- _Extract provided_:
The following information provides an employment law timeline and includes details of proposed developments that businesses need to be aware of in the months ahead.
Bullying and Respect at Work Bill
This private members Bill if passed, would introduce a statutory definition of bullying at work. In addition, it would make a provision relating to bullying at work that includes enabling claims relating to workplace bullying to be considered by an employment tribunal. It would also introduce a Respect at Work Code that would set minimum standards for positive and respectful work environments and give powers to the Equality and Human Rights Commission to investigate workplaces and organisations where there is evidence of a culture of, or multiple incidents of, bullying and to take enforcement action. The Bill had its first reading in the House of Commons on 21 October 2024, and the second reading is not scheduled to take place until 9 January 2026.
Children’s Wellbeing and Schools Bill
This Bill is about the safeguarding and welfare of children, support for children in car, the regulation of care workers, establishments and agencies and independent educational institutions and inspections of schools and colleges, as well as dealing with teach misconduct. This Bill is currently at the report stage in the House of Lords, for which a date is to be announced. Once their report is published, the Bill is then passed for its third and final reading.
Company Directors (Duties) Bill
If passed, this Private Members’ Bill, would amend section 172 of the Companies Act 2006 to require company directors to balance their duty to promote the success of the company with duties in respect of the environment and the company’s employees. It is early in the process and currently waiting a date for the next stage which is its second reading.
The Domestic Abuse (Safe Leave) Bill
This Bill proposes to provide employees who are victims of domestic abuse with up to 10 days paid leave each year to support in dealing with the many challenges experienced when trying to leave the relationship. This is currently at the 2nd reading stage in the House of Commons and is scheduled to take place 28 November 2025.
The Employment Rights Bill
This Bill, when passed, will introduce the biggest changes in employment law in decades. Impacting the entire employment lifecycle, it will change how we recruit and retain our employees, and in managing the ending of the employment relationship. The Bill is at the final stages with a few sticking points on a few (but key) amendments made by the House of Lords. Until both Houses can agree, the Bill continues to ‘ping pong’ between the House of Lords and House of Commons. Once agreement is gained, the final version of the Bill will be passed for Royal Assent so that it can become an Act of law. We still expect this to be any time now.

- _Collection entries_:
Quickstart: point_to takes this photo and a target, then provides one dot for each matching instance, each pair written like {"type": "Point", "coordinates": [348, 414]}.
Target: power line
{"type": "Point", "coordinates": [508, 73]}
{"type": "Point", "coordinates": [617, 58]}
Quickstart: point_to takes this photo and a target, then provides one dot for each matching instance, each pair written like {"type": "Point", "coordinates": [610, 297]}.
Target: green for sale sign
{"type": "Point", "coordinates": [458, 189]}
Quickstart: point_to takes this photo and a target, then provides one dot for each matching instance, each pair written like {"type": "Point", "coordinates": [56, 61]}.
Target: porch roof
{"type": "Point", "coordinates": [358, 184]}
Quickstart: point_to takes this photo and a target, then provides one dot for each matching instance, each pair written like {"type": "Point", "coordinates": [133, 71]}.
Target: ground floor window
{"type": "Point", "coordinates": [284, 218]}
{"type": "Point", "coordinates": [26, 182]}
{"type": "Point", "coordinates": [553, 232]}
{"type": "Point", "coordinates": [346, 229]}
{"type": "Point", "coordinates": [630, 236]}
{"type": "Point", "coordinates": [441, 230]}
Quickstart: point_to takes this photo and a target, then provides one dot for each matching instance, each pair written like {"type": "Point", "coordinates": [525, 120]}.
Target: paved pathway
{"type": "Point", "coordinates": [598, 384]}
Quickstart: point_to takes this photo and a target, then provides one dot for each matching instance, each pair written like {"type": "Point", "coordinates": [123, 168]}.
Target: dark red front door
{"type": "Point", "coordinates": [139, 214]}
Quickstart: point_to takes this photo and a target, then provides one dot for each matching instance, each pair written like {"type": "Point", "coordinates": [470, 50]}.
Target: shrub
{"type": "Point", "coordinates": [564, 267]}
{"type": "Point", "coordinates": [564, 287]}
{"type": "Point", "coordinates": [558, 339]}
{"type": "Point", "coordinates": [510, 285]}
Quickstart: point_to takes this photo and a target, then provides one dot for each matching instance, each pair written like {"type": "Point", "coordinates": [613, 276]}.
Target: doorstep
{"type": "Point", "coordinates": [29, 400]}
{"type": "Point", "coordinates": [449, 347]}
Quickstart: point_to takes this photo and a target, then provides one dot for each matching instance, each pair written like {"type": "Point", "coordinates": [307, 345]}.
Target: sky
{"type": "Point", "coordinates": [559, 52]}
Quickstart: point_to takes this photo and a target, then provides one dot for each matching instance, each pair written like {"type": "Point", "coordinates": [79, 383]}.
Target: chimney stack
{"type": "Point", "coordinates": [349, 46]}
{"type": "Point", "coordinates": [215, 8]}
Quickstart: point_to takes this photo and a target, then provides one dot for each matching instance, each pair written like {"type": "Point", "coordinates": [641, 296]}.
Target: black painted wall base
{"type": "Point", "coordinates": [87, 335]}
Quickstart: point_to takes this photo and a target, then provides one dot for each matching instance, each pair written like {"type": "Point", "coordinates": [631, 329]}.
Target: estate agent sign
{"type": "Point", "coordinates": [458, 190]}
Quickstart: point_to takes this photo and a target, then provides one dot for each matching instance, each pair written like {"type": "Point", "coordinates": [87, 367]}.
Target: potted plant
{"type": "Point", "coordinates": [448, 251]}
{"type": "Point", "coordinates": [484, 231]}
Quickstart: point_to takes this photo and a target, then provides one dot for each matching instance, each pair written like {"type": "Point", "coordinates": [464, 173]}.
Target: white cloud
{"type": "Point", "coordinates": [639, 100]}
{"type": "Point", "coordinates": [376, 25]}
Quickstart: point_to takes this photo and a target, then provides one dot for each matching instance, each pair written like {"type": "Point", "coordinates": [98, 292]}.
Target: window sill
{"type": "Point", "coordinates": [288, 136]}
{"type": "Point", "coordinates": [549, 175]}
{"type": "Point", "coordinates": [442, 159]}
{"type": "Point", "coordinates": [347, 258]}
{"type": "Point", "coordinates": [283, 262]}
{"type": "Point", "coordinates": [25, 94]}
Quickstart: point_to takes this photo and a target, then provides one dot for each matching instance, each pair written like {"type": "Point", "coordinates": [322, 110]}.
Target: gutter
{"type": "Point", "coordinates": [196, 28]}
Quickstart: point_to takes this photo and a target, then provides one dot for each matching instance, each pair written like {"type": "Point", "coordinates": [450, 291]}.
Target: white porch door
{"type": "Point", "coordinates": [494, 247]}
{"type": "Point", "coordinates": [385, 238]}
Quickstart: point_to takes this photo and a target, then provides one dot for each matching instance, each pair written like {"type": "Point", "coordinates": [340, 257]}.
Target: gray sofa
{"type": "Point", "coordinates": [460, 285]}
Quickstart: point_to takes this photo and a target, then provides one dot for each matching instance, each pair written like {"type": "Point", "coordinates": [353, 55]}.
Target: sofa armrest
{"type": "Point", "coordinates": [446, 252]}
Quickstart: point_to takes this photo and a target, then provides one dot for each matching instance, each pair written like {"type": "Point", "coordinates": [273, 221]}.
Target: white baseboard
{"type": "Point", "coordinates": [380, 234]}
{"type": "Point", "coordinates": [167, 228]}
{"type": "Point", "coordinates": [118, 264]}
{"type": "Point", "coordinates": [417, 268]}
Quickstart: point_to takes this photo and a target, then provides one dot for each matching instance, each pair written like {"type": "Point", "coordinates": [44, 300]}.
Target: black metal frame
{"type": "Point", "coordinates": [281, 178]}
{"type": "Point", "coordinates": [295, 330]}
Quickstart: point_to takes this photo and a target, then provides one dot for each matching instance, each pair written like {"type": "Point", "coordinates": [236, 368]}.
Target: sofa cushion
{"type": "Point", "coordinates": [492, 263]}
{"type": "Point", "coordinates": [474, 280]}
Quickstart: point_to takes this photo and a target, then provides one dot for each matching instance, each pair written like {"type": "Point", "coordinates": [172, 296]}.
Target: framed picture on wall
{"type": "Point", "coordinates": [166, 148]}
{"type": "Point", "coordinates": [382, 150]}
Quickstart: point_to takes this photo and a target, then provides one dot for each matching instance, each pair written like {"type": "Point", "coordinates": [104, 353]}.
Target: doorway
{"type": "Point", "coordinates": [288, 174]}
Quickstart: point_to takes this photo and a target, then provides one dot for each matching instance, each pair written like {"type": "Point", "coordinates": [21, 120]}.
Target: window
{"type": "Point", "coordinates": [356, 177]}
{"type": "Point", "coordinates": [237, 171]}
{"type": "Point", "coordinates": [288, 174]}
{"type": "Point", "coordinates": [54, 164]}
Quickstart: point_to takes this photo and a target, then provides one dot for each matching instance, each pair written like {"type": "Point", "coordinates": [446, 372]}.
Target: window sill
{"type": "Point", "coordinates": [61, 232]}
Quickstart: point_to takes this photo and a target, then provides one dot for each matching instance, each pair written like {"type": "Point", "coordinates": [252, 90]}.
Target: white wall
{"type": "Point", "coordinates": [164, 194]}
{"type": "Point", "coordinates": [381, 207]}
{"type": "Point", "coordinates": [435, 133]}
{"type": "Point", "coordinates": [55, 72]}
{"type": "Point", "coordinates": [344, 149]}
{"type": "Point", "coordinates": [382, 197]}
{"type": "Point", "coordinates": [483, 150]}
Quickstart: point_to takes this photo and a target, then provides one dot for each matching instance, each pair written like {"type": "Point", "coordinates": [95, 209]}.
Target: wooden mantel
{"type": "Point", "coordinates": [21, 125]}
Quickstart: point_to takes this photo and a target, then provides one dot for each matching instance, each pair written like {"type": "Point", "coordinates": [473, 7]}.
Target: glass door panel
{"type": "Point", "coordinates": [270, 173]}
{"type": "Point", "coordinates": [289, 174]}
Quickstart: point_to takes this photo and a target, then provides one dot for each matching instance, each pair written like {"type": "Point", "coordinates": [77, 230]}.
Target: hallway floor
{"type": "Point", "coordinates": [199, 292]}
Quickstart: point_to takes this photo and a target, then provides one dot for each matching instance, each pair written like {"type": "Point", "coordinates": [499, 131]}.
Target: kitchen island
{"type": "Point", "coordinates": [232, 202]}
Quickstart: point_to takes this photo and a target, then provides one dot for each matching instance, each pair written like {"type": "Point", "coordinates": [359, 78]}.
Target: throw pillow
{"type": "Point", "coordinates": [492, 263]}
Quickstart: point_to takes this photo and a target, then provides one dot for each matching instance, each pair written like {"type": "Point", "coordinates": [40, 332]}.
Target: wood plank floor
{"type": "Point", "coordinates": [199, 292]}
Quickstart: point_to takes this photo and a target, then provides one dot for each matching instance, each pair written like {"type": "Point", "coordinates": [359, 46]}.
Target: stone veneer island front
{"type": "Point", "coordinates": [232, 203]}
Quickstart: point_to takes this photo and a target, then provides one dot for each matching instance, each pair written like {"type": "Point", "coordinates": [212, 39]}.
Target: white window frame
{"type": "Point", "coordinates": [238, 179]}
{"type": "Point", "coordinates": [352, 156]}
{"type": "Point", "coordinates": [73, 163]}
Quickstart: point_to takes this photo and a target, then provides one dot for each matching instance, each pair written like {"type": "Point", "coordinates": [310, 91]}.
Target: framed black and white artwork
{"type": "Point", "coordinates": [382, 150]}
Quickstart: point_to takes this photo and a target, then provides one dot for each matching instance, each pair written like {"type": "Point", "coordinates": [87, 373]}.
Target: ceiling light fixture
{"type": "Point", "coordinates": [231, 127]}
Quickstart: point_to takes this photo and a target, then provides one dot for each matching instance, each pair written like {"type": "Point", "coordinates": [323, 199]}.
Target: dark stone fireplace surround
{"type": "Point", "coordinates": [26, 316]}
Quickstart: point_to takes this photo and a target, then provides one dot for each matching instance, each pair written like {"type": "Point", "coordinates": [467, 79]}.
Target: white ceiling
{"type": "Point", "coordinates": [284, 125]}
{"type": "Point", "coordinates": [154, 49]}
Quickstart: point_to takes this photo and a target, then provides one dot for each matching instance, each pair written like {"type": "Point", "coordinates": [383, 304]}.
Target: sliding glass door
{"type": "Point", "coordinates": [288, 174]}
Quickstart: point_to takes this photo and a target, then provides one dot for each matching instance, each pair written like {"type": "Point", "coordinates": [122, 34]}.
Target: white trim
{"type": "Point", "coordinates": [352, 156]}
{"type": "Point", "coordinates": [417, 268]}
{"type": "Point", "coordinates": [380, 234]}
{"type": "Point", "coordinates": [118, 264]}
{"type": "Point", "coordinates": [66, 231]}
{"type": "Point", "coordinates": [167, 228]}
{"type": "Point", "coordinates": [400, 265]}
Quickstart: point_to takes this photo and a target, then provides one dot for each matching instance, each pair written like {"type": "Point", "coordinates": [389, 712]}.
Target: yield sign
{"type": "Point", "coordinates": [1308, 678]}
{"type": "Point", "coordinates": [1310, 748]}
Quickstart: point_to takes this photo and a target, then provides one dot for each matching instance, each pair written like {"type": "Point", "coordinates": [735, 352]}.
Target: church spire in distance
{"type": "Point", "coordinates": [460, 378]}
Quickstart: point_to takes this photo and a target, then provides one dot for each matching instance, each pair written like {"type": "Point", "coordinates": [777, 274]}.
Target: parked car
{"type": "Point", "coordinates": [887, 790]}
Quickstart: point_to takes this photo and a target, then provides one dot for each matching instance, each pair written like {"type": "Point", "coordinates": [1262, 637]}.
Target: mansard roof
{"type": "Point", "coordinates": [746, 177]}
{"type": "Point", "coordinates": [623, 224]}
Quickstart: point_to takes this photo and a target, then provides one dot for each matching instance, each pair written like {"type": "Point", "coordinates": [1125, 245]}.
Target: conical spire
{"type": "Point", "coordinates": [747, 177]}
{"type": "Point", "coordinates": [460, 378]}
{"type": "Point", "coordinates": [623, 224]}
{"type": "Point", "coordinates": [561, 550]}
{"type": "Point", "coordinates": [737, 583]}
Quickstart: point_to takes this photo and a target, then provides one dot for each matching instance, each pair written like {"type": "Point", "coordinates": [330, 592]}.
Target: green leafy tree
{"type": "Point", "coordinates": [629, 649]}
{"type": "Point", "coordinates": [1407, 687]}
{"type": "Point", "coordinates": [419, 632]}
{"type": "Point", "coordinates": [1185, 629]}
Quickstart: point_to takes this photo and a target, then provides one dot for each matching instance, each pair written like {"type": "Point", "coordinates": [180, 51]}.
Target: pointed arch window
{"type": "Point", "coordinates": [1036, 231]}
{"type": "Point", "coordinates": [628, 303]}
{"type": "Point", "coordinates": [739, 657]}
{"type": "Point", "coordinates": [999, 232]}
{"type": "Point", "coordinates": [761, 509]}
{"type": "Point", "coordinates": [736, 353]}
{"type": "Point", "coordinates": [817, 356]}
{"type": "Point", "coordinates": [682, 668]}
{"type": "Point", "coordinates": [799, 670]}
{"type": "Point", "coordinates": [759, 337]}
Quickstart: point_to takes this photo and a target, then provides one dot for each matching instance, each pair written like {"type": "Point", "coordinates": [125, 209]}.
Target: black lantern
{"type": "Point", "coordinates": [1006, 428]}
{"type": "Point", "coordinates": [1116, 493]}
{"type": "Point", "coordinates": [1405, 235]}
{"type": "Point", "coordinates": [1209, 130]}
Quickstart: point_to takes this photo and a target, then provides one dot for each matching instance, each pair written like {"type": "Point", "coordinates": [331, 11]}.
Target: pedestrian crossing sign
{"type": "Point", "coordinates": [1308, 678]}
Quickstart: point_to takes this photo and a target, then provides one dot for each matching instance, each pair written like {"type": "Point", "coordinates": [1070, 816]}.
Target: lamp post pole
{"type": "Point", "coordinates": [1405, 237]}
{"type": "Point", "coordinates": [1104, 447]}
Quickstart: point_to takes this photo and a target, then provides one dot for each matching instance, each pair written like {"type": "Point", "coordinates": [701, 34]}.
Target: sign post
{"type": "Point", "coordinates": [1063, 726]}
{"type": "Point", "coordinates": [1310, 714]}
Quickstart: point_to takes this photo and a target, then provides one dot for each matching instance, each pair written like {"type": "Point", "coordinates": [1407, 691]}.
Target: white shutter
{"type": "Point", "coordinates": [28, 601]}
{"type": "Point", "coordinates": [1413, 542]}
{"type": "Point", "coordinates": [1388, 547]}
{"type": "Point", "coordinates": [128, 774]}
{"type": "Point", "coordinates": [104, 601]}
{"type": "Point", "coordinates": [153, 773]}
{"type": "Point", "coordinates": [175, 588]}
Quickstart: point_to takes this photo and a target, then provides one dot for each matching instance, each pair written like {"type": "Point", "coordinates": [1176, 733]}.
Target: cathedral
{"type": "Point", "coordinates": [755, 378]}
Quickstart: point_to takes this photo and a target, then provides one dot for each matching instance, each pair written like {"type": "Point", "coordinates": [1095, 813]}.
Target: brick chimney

- _What the task asks_:
Copy out the passage of the employment law timeline above word for word, starting at "Bullying and Respect" and ending at "9 January 2026.".

- _Exercise result_:
Bullying and Respect at Work Bill
This private members Bill if passed, would introduce a statutory definition of bullying at work. In addition, it would make a provision relating to bullying at work that includes enabling claims relating to workplace bullying to be considered by an employment tribunal. It would also introduce a Respect at Work Code that would set minimum standards for positive and respectful work environments and give powers to the Equality and Human Rights Commission to investigate workplaces and organisations where there is evidence of a culture of, or multiple incidents of, bullying and to take enforcement action. The Bill had its first reading in the House of Commons on 21 October 2024, and the second reading is not scheduled to take place until 9 January 2026.